#### [The data]

# # # # # # #

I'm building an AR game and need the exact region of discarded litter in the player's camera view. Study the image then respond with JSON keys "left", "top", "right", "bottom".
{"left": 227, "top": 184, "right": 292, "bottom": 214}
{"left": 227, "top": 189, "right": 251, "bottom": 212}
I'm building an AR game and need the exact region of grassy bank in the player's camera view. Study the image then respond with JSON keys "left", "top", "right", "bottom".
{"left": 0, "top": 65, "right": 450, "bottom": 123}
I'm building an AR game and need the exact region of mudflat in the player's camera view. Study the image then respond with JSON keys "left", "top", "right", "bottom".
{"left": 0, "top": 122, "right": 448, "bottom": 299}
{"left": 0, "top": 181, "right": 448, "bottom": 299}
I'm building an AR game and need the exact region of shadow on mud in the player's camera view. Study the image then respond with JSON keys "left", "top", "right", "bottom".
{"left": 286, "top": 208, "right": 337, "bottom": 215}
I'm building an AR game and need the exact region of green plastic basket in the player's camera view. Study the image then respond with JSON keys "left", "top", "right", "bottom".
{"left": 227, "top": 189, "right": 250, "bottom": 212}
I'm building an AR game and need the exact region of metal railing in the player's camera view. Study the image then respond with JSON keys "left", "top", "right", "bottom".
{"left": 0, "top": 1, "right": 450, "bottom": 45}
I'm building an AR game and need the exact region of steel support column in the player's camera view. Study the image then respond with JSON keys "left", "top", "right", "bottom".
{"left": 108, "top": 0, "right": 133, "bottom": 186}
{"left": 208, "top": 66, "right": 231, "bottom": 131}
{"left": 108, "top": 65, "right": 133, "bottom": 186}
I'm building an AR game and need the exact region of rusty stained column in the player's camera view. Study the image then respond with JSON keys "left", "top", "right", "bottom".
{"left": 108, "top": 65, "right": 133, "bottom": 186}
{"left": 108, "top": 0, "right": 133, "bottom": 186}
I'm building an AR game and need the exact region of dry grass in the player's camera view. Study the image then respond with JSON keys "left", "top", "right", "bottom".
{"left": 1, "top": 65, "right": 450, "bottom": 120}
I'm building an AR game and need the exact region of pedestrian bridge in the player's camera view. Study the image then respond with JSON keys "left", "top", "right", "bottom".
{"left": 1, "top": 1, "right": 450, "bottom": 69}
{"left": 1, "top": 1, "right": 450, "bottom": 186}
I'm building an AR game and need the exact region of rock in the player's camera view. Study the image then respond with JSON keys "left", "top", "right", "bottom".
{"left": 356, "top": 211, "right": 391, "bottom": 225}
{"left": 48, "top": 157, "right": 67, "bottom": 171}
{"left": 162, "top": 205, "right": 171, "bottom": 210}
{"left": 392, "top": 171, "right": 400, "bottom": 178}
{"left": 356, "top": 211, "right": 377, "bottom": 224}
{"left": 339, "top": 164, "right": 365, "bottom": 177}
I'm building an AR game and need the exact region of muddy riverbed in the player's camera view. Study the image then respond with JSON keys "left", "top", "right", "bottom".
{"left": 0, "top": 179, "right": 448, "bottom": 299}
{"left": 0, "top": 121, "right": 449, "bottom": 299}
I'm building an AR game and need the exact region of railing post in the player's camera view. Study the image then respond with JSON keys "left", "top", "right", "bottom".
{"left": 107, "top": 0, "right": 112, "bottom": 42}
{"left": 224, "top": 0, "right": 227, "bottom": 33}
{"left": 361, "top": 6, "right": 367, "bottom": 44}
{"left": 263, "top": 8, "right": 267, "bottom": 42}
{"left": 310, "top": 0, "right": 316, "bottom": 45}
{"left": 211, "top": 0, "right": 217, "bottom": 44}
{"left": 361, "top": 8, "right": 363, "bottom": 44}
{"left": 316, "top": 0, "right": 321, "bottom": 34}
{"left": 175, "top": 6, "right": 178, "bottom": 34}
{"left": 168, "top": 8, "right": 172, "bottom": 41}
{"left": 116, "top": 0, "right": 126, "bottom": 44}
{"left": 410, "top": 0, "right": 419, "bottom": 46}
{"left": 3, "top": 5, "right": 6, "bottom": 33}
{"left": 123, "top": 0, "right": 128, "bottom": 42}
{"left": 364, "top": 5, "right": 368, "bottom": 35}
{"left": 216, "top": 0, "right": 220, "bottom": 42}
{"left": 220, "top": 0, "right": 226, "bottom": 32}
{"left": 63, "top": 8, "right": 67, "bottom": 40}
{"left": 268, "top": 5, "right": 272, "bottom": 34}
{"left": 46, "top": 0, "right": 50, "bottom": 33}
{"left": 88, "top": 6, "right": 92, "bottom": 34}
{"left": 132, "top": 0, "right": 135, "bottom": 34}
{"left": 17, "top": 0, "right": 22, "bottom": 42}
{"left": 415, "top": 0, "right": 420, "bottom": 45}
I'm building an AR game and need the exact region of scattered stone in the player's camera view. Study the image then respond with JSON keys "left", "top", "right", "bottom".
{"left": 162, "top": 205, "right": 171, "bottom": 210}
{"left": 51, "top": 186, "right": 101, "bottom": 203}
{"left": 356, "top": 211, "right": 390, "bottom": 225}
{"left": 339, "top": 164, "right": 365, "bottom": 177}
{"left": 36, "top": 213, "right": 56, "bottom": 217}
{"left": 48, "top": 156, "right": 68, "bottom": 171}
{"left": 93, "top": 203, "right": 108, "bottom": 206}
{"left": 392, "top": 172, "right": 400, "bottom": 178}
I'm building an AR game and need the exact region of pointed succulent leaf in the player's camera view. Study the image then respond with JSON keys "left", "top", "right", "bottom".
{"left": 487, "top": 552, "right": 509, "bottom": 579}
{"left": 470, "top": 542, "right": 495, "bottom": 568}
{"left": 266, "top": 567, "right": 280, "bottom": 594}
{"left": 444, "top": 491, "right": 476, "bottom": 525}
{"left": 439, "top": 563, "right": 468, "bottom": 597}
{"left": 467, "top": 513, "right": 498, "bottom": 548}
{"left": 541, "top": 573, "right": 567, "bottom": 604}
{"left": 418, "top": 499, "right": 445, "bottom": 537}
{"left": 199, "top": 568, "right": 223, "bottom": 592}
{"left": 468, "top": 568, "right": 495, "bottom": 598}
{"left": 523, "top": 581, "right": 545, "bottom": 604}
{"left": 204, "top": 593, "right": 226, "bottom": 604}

# # # # # # #

Print all the entries exactly as written.

I'm building an AR game and need the exact region of discarded litter in the player's camera view. Study the image then respond with JSON keys "left", "top", "right", "bottom".
{"left": 227, "top": 184, "right": 292, "bottom": 214}
{"left": 227, "top": 189, "right": 251, "bottom": 212}
I'm building an AR game and need the exact region of grassy bank in the player's camera view. Study the image then respond with JSON keys "left", "top", "right", "bottom".
{"left": 0, "top": 65, "right": 450, "bottom": 123}
I'm building an AR game and need the exact region of mudflat in the player's camera view. Study the image then respond with JSON keys "left", "top", "right", "bottom".
{"left": 0, "top": 122, "right": 448, "bottom": 299}
{"left": 0, "top": 181, "right": 448, "bottom": 299}
I'm building an AR game and need the exact region of shadow on mud in the player's camera view. Study the image then respond with JSON keys "left", "top", "right", "bottom".
{"left": 286, "top": 208, "right": 337, "bottom": 215}
I'm building an AR game and need the exact region of green plastic basket in the player's camera view. Study the image then respond with JSON keys "left", "top", "right", "bottom".
{"left": 227, "top": 189, "right": 250, "bottom": 212}
I'm building an AR game and need the exact region of metal railing in the player's camera view. Study the image then respond with JSON keys "left", "top", "right", "bottom".
{"left": 0, "top": 1, "right": 450, "bottom": 45}
I'm building an AR game and need the exact region of steel support column in the player's camera view. Study the image then respond with JSON keys "left", "top", "right", "bottom".
{"left": 108, "top": 0, "right": 133, "bottom": 186}
{"left": 208, "top": 66, "right": 231, "bottom": 131}
{"left": 108, "top": 65, "right": 133, "bottom": 186}
I'm building an AR game and need the exact region of rusty stained column in the player's camera view. Study the image then respond with JSON keys "left", "top", "right", "bottom".
{"left": 108, "top": 65, "right": 133, "bottom": 186}
{"left": 108, "top": 0, "right": 133, "bottom": 186}
I'm building an AR game and need the exact region of dry grass in the player's camera view. Study the image then respond with JSON keys "left", "top", "right", "bottom".
{"left": 1, "top": 65, "right": 450, "bottom": 120}
I'm building an AR game and need the exact region of pedestrian bridge in the player's camera view. Study the image then respond with JSON keys "left", "top", "right", "bottom".
{"left": 1, "top": 1, "right": 450, "bottom": 69}
{"left": 1, "top": 1, "right": 450, "bottom": 186}
I'm building an AR game and need the exact region of rock in the player's camera view. Study the image then respond with JSON keys "left", "top", "right", "bottom".
{"left": 356, "top": 211, "right": 391, "bottom": 225}
{"left": 48, "top": 157, "right": 67, "bottom": 171}
{"left": 162, "top": 205, "right": 171, "bottom": 210}
{"left": 392, "top": 171, "right": 400, "bottom": 178}
{"left": 356, "top": 211, "right": 377, "bottom": 224}
{"left": 339, "top": 164, "right": 365, "bottom": 177}
I'm building an AR game and need the exact region of muddy riverbed in the player's camera view. Study the image then respond with JSON keys "left", "top", "right", "bottom".
{"left": 0, "top": 179, "right": 448, "bottom": 299}
{"left": 0, "top": 121, "right": 449, "bottom": 299}
I'm building an AR game and need the exact region of railing post in the player's camera view. Study the image then respond with JSON keys "left", "top", "right", "bottom".
{"left": 107, "top": 0, "right": 112, "bottom": 42}
{"left": 224, "top": 0, "right": 227, "bottom": 33}
{"left": 361, "top": 6, "right": 367, "bottom": 44}
{"left": 263, "top": 8, "right": 267, "bottom": 42}
{"left": 310, "top": 0, "right": 316, "bottom": 45}
{"left": 211, "top": 0, "right": 217, "bottom": 44}
{"left": 361, "top": 8, "right": 363, "bottom": 44}
{"left": 316, "top": 0, "right": 321, "bottom": 34}
{"left": 175, "top": 6, "right": 178, "bottom": 34}
{"left": 168, "top": 8, "right": 172, "bottom": 41}
{"left": 116, "top": 0, "right": 126, "bottom": 44}
{"left": 410, "top": 0, "right": 419, "bottom": 46}
{"left": 3, "top": 5, "right": 6, "bottom": 33}
{"left": 123, "top": 0, "right": 128, "bottom": 42}
{"left": 364, "top": 5, "right": 368, "bottom": 35}
{"left": 216, "top": 0, "right": 220, "bottom": 42}
{"left": 220, "top": 0, "right": 226, "bottom": 32}
{"left": 63, "top": 8, "right": 67, "bottom": 40}
{"left": 268, "top": 5, "right": 272, "bottom": 34}
{"left": 46, "top": 0, "right": 50, "bottom": 33}
{"left": 88, "top": 6, "right": 92, "bottom": 34}
{"left": 132, "top": 0, "right": 135, "bottom": 34}
{"left": 17, "top": 0, "right": 22, "bottom": 42}
{"left": 415, "top": 0, "right": 420, "bottom": 45}
I'm building an AR game and need the exact region of scattered stone in the player's camera view. Study the image then respond with JSON keys "left", "top", "right", "bottom".
{"left": 162, "top": 205, "right": 171, "bottom": 210}
{"left": 51, "top": 186, "right": 101, "bottom": 203}
{"left": 356, "top": 211, "right": 390, "bottom": 225}
{"left": 339, "top": 164, "right": 365, "bottom": 177}
{"left": 36, "top": 213, "right": 56, "bottom": 217}
{"left": 48, "top": 156, "right": 68, "bottom": 171}
{"left": 93, "top": 203, "right": 108, "bottom": 206}
{"left": 392, "top": 172, "right": 400, "bottom": 178}
I'm building an AR game and need the exact region of pointed succulent leaf in the player's camera view. Study the image then respond with JSON keys "left", "top", "right", "bottom".
{"left": 487, "top": 552, "right": 509, "bottom": 579}
{"left": 470, "top": 542, "right": 495, "bottom": 568}
{"left": 266, "top": 567, "right": 280, "bottom": 594}
{"left": 444, "top": 491, "right": 476, "bottom": 525}
{"left": 439, "top": 563, "right": 468, "bottom": 597}
{"left": 467, "top": 513, "right": 498, "bottom": 548}
{"left": 541, "top": 573, "right": 567, "bottom": 604}
{"left": 418, "top": 499, "right": 445, "bottom": 537}
{"left": 199, "top": 568, "right": 223, "bottom": 592}
{"left": 468, "top": 568, "right": 495, "bottom": 598}
{"left": 523, "top": 581, "right": 545, "bottom": 604}
{"left": 204, "top": 593, "right": 226, "bottom": 604}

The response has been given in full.